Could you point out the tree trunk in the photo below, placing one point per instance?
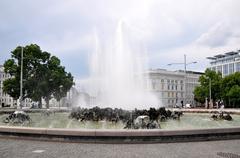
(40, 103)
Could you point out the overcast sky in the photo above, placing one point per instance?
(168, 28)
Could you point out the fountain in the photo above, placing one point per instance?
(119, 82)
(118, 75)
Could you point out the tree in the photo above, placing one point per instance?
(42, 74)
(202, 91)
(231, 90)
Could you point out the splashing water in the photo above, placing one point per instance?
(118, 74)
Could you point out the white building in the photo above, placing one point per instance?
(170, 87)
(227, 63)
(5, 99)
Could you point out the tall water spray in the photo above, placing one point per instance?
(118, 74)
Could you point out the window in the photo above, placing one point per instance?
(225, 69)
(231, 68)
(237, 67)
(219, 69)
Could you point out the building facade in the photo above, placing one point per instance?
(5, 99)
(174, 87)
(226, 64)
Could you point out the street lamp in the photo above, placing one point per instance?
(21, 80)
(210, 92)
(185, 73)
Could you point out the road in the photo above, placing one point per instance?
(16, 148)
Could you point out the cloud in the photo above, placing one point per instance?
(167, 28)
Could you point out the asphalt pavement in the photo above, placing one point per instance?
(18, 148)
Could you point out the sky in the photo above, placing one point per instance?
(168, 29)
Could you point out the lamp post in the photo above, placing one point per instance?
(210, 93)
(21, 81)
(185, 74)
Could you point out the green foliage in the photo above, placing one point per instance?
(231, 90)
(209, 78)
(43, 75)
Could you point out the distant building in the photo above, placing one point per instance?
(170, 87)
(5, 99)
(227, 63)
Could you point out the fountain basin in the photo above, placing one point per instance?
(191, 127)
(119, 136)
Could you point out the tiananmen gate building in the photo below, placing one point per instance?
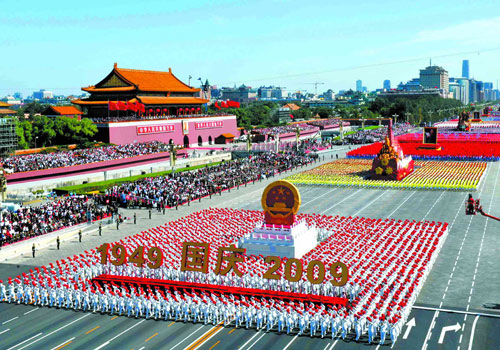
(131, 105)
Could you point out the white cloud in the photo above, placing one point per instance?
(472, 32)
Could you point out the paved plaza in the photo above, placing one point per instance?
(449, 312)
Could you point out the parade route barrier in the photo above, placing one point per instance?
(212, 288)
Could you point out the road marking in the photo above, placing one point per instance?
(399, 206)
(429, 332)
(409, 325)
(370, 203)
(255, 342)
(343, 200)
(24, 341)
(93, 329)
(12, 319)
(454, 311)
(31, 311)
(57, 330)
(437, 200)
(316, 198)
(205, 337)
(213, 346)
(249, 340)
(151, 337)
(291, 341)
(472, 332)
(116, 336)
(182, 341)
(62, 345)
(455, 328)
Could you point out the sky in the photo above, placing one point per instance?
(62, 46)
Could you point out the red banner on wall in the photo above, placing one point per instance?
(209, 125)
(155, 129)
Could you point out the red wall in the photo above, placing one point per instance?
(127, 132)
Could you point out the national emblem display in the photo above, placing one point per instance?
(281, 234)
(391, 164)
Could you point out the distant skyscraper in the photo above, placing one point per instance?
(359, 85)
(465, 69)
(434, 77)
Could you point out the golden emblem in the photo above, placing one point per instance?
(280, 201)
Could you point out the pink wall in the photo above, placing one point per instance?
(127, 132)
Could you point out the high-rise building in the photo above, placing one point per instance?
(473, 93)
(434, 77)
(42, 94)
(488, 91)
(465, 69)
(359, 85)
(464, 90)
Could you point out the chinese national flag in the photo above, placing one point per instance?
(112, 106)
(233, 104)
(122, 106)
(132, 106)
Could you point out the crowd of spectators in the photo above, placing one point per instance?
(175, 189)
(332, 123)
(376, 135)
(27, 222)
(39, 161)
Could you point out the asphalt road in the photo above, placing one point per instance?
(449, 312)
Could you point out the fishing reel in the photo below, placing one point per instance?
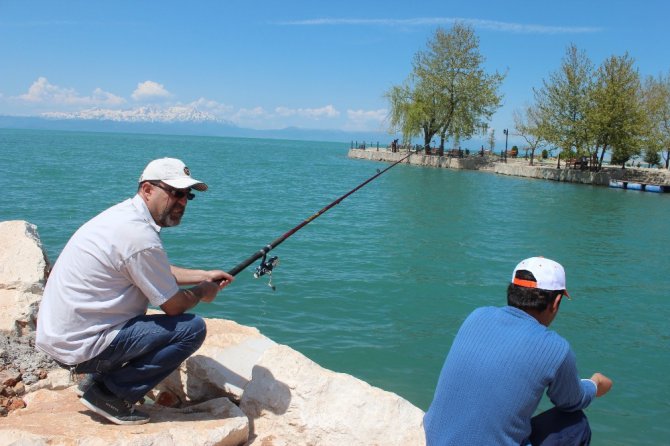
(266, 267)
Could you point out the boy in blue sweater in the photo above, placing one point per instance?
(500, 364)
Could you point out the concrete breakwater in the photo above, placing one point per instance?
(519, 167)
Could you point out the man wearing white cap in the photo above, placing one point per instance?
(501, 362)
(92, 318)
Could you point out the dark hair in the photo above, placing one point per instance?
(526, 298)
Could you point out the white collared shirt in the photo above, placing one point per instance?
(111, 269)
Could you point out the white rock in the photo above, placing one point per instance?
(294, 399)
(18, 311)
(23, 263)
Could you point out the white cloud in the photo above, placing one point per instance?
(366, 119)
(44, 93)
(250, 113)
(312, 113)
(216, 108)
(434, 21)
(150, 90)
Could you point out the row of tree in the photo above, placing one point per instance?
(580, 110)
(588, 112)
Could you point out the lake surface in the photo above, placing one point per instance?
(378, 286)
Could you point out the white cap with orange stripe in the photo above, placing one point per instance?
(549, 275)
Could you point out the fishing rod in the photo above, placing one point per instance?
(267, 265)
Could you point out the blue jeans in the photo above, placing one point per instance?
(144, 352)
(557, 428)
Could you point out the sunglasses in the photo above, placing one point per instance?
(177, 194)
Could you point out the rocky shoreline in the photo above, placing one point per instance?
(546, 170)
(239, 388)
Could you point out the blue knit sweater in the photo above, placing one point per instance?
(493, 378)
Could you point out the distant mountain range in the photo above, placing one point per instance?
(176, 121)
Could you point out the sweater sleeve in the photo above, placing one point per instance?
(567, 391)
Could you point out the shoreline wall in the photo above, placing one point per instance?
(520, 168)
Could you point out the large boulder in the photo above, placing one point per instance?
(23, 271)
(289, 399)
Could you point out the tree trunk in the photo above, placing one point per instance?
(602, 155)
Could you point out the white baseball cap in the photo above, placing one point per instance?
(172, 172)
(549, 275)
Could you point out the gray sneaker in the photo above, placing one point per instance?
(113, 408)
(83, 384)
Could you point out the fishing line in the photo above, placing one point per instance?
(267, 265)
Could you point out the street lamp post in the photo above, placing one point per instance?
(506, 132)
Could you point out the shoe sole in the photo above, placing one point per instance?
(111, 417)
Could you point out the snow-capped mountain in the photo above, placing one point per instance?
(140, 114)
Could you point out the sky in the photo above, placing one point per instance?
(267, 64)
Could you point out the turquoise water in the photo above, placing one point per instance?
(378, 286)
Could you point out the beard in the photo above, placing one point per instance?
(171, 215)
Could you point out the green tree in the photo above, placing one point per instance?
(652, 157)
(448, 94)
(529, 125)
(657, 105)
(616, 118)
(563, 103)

==================================================

◆ **Exercise**
Pictures aside, reproduce all of the material above without alteration.

◆ **Solution**
Could you point out the tree trunk in the photo below, placing one point per instance?
(40, 103)
Could you point out the overcast sky in the photo above, placing one point per instance?
(168, 28)
Could you point out the fountain in the photo above, placing one point per instance?
(119, 82)
(118, 75)
Could you point out the tree in the photo above, placing one point per instance?
(42, 74)
(202, 91)
(231, 90)
Could you point out the splashing water in the photo above, placing one point per instance?
(118, 74)
Could you point out the white building in the photo above, placing one point per instance?
(170, 87)
(227, 63)
(5, 99)
Could you point out the tall water spray in the photo above, placing one point per instance?
(118, 74)
Could you point out the window in the photo above, placing one point per instance?
(225, 69)
(231, 68)
(237, 67)
(219, 69)
Could you point out the building facade in the photo above, placing one point per instance?
(5, 99)
(174, 87)
(226, 64)
Could you point out the street lamp in the photo above, placing one point per instance?
(21, 80)
(210, 92)
(185, 73)
Could you point out the road in the photo above, placing one point per instance?
(16, 148)
Could you point out the cloud in the photo above, placing one point per instance?
(167, 28)
Could you point out the asphalt pavement in the photo above, placing one point per instance?
(18, 148)
Could you point out the sky in the photo above, placing one point per instance?
(168, 29)
Could you point out the lamp post in the photo above, placing one point per instance?
(210, 93)
(21, 81)
(185, 74)
Could you point out the green foliage in the photo above, placing one point per instance?
(231, 90)
(209, 78)
(43, 75)
Could you point out the distant building in the photo above, placing one point per instance?
(170, 87)
(5, 99)
(227, 63)
Could you point out the fountain basin in the photo above, placing one point per instance?
(191, 127)
(119, 136)
Could you point out the tiananmen gate building in the photo below, placing one point per instance?
(131, 105)
Could you point out the white cloud in the photo above, placing one point per instance?
(472, 32)
Could you point out the paved plaza in the photo above, placing one point per instance?
(449, 312)
Could you point out the parade route barrier in the photo above, placing one point per instance?
(212, 288)
Could you point out the road marking in the photo above, placing one point per instance?
(399, 206)
(429, 332)
(409, 325)
(370, 203)
(255, 342)
(343, 200)
(24, 341)
(93, 329)
(12, 319)
(454, 311)
(31, 311)
(57, 330)
(437, 200)
(316, 198)
(205, 337)
(213, 346)
(249, 340)
(151, 337)
(291, 341)
(472, 332)
(116, 336)
(182, 341)
(62, 345)
(455, 328)
Could you point out the sky in the photo above, placing one point per instance?
(62, 46)
Could you point out the red banner on wall in the photo above, placing one point per instance?
(209, 125)
(155, 129)
Could you point out the red wall in the photo above, placing one point per instance?
(127, 132)
Could you point out the national emblem display in the photo above, placing one point per instance?
(281, 234)
(391, 164)
Could you point out the distant skyscraper in the photo above, placing one point per instance?
(359, 85)
(465, 69)
(434, 77)
Could you point out the golden emblem in the photo above, placing one point per instance?
(280, 201)
Could you point out the pink wall in the photo above, placing one point per instance?
(127, 132)
Could you point out the high-rise building in the photo above, placing one point per instance?
(473, 93)
(434, 77)
(42, 94)
(488, 91)
(465, 69)
(359, 85)
(464, 90)
Could you point out the chinese national flag in the photo above, placing one point per instance?
(112, 106)
(233, 104)
(122, 106)
(132, 106)
Could you point out the crowd of spectators in the photo above, placing one point per instance?
(175, 189)
(332, 123)
(376, 135)
(27, 222)
(39, 161)
Could you point out the asphalt road in the photo above, placing one point per instance?
(449, 312)
Could you point out the fishing reel in the photo below, placing one point per instance?
(266, 267)
Could you point out the boy in blue sweater in the photo above, placing one point per instance?
(500, 364)
Could you point out the concrete breakwater in the photo above, placing one point per instance?
(519, 167)
Could you point out the man wearing white cap in the photo above, placing one point per instance?
(501, 362)
(92, 318)
Could you point out the dark hair in the photo above, placing one point per instance?
(526, 298)
Could you point out the white collared shirt in the photo above, placing one point per instance?
(111, 269)
Could you point out the white rock in the photo above, placing one point per instance?
(294, 399)
(18, 311)
(23, 263)
Could you point out the white cloud in the photo above, placing one point per instance?
(366, 119)
(44, 93)
(250, 113)
(312, 113)
(216, 108)
(434, 21)
(150, 90)
Could you point out the row of tree in the photo above, placing one point per instance?
(580, 110)
(588, 112)
Could you point out the lake surface in the photo above, placing one point per instance?
(378, 286)
Could you point out the white cap with orange stripe in the photo above, placing one point per instance?
(549, 275)
Could you point out the fishing rod in the photo above, placing one point per instance?
(267, 265)
Could you point out the blue jeans in the photo above, placing one point per instance?
(144, 352)
(557, 428)
Could you point out the sunglasses in the photo above, placing one point per instance?
(177, 194)
Could you point out the rocky shoreline in the photo above, placing one point per instance?
(546, 170)
(239, 388)
Could you point out the blue knit sweater in the photo above, placing one point per instance?
(493, 378)
Could you point out the distant mountain range in the photo above, placing one point per instance?
(176, 121)
Could you point out the sweater sleeve in the photo above, placing one point per instance?
(567, 391)
Could you point out the shoreline wall in the photo above, placing one point per instance?
(520, 168)
Could you point out the large boulder in the photo above, placing one point per instance?
(23, 271)
(289, 399)
Could you point out the tree trunk in the photo above, placing one point per instance?
(602, 155)
Could you point out the white baseball cap in the photo above, placing one point per instance?
(172, 172)
(549, 275)
Could you point out the gray sneaker in the photo above, placing one point per instance?
(113, 408)
(83, 384)
Could you point out the fishing line in the photo above, placing one point per instance?
(267, 265)
Could you point out the street lamp post in the photo above, placing one point per instance?
(506, 132)
Could you point out the shoe sole in the photo above, placing one point per instance?
(111, 417)
Could you point out the snow-capped mountain in the photo above, placing one point per instance?
(140, 114)
Could you point out the sky in the photo above, placing one point per instance?
(267, 64)
Could you point out the turquoise water in the photo above, placing one point per instance?
(378, 286)
Could you point out the beard in the photo above, placing one point per instance?
(171, 215)
Could you point out the green tree in the photo above, placing one point per instance?
(652, 157)
(448, 94)
(529, 125)
(657, 105)
(616, 118)
(563, 103)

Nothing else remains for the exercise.